──────── EXCERPT TO READ

#40: Reactions

Jan 19, 2011 14:14


You can find summaries at Whedonesque, also.  My reactions are below the cut.

Note:  They are positive reactions.  Read at your own risk.

1.  Willow/Buffy scene.  There is a lot going on in their conversation.   As we might have expected, Willow's not happy about having lost her power.  She seems to have projected that on to Kennedy, preemptively breaking up with Kennedy before Kennedy can dump her for not being powerful.  But it turns out that more importantly, Willow is in love with Saga Vasuki.  That would make two loves that Willow has lost on account of Buffy.  There's no open hostility from Willow, but an awful lot of issues are there ready to bubble up, in an interesting mash of mixed motives.  Willow has a 'high' ground reason for disliking what Buffy did -- the world without magic has lost it's heart.  That's a forecast of the dystopia we see in Fray.  She has the immediate personal ground of not liking being powerless herself.  And finally, she's got personal love issues in play.

There's a tired air about her, in the way she talks to Buffy.  It's hard to describe.  Buffy makes a cute witticism about her cheering for Kennedy, and Willow replies "You...you're never not you, are you?"  That to me reads as distancing.  Saying outloud something she'd think about Buffy, but not necessarily liking that Buffy is never not Buffy.

There's also another reference to Buffy/Willow, with Buffy assuming that Willow's reference to 'someone else' (Saga Vasuki) is a reference to her.  Willow immediately corrects it, but it's interesting that the question has bubbled along pretty much since WatG.

2.  Dawn is being supportive in a sisterly way.  She sees that Buffy is stuck and is prodding her gently to get going.  Buffy is a leader, she can't just not be a leader.  Dawn doing loud sex noises to bug Buffy is a clever and sisterly way of getting Buffy off the couch and back to slaying.  It's what Buffy needs, and Dawn does it in a way that also gets a dig in about Xander, maintaining her claim on him.   I love the subtlety of how that all plays out.

3.  Speaking of insightful ways of dealing with Buffy in a way that is helpful without her realizing it, Giles will is stunningly wise.  It's perhaps my favorite thing in this issue.  He's left everything to Faith.  Buffy is devastated by that.  But what Giles is up to is quietly saying that what got Buffy off track was all the power and money.  So he's cut her off from that.  What he leaves her is the one thing necessary.  And (not coincidentally) it's the one thing Dawn is pushing her towards.  He leaves her with the slaying (reprented by the first book he gave her).  That's where Buffy will find her way.  It's such an elegant switch on where things were in NFFY.  Faith was poor but on mission.  So Giles gives her the resources to live well.  Buffy was rich and off mission.  So Giles gives her the resource to plug back into her mission.  It's so beautiful the way he loves them both and sees what they need.  It made me tear up in a way that his death scene in #39 did not.

Sidebar:  Jeanty captures SMG's hurt/crying expression very well in the panel of her reaction to Giles' will.

4.  Faith's read on it is just off target the way Faith would make it off target.  She reads it as Giles expressing greater faith in Buffy's strength.   It's exactly the reverse, of course.  Faith uses that explanation because for her the alternative is that Giles loves her more.  That's not it either.  As I said, it's that Giles loves them both very much and is giving them both what they need.

────────────────

WHAT IS NEEDED: Transcribe the passage of the post reacting to issue #40 that starts at "4.  Faith's read" and ends at "both what they need.".

──────── DATA RECORDS

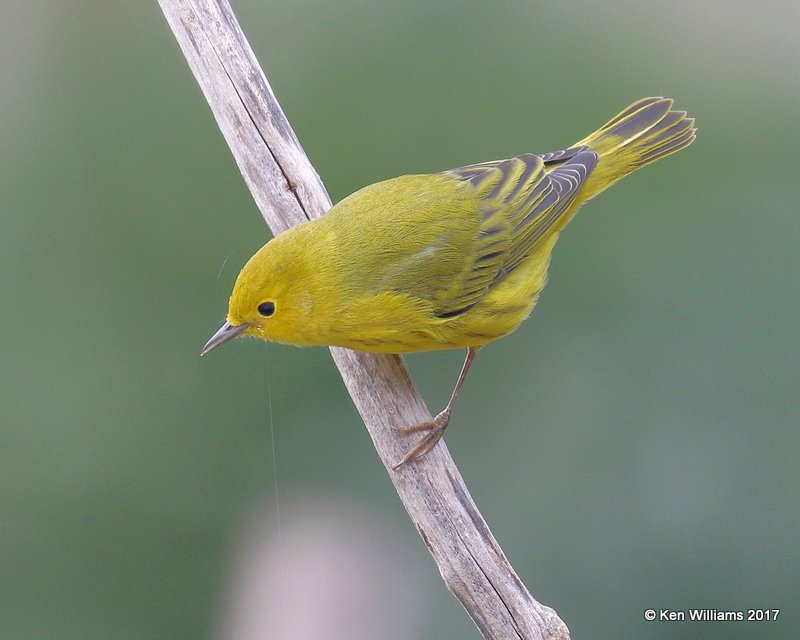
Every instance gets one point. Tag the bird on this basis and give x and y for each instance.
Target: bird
(447, 260)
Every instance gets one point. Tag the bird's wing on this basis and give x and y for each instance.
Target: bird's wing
(520, 203)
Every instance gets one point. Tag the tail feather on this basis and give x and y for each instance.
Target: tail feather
(646, 131)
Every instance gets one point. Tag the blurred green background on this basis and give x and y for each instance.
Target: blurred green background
(633, 445)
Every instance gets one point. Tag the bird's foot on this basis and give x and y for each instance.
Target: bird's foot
(435, 428)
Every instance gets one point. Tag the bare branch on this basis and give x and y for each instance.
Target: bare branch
(288, 190)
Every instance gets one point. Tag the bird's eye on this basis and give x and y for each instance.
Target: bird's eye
(266, 309)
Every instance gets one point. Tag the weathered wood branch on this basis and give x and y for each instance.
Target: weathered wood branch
(288, 191)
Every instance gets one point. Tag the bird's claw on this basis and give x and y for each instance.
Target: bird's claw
(435, 429)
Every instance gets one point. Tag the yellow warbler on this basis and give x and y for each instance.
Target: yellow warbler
(439, 261)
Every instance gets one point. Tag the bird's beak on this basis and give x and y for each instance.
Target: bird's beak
(226, 332)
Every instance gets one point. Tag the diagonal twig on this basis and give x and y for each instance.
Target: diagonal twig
(288, 191)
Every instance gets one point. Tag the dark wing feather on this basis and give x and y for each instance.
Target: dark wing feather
(520, 203)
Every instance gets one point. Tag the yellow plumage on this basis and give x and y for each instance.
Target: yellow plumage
(439, 261)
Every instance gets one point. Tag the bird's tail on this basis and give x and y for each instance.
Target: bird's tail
(646, 131)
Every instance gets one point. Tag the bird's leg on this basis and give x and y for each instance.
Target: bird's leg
(435, 428)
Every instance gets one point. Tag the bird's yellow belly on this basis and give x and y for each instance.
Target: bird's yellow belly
(393, 323)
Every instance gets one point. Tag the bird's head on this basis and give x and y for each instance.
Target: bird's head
(271, 298)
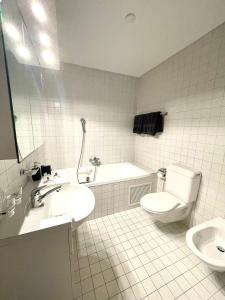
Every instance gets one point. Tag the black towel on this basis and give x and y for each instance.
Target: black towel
(152, 123)
(138, 124)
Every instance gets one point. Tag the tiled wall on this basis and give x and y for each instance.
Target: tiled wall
(190, 87)
(107, 102)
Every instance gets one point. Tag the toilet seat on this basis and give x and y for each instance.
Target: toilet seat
(160, 203)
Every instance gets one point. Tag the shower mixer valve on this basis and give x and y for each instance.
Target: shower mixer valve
(95, 161)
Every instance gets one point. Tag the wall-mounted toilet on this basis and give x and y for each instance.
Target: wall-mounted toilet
(182, 185)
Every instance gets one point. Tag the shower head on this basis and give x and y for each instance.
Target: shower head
(83, 124)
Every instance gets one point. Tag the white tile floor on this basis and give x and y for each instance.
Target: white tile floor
(128, 256)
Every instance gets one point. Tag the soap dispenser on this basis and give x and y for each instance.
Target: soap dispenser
(37, 175)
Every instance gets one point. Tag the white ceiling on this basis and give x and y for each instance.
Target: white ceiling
(93, 33)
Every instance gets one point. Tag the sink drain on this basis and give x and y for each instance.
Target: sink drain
(220, 248)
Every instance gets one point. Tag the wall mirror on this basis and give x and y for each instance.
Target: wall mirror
(25, 79)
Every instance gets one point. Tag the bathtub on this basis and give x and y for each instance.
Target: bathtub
(116, 187)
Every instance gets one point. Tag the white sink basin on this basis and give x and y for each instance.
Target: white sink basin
(207, 241)
(73, 203)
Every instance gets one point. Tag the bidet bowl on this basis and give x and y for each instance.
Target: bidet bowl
(207, 241)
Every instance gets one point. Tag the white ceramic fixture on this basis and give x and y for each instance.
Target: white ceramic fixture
(182, 185)
(72, 203)
(207, 241)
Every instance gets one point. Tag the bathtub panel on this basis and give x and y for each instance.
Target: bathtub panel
(114, 197)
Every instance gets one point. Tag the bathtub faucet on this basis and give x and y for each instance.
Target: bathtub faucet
(95, 161)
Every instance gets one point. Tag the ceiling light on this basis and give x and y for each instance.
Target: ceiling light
(130, 18)
(23, 52)
(12, 31)
(38, 11)
(48, 57)
(45, 39)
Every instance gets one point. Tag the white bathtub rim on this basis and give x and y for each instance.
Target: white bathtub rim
(111, 181)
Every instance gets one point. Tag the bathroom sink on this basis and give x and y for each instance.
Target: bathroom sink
(73, 203)
(207, 241)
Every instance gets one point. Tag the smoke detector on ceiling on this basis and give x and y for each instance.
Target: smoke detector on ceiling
(130, 18)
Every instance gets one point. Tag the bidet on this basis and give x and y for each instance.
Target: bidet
(207, 241)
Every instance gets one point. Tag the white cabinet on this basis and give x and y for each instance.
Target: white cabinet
(37, 265)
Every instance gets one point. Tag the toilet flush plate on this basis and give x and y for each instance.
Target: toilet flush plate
(207, 241)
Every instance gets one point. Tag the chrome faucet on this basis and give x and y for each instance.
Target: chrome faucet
(95, 161)
(36, 196)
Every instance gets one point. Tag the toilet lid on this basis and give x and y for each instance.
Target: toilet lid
(159, 202)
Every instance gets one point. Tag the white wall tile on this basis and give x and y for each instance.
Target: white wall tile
(190, 86)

────────────────

RIGHT ANSWER:
4.  Faith's read on it is just off target the way Faith would make it off target.  She reads it as Giles expressing greater faith in Buffy's strength.   It's exactly the reverse, of course.  Faith uses that explanation because for her the alternative is that Giles loves her more.  That's not it either.  As I said, it's that Giles loves them both very much and is giving them both what they need.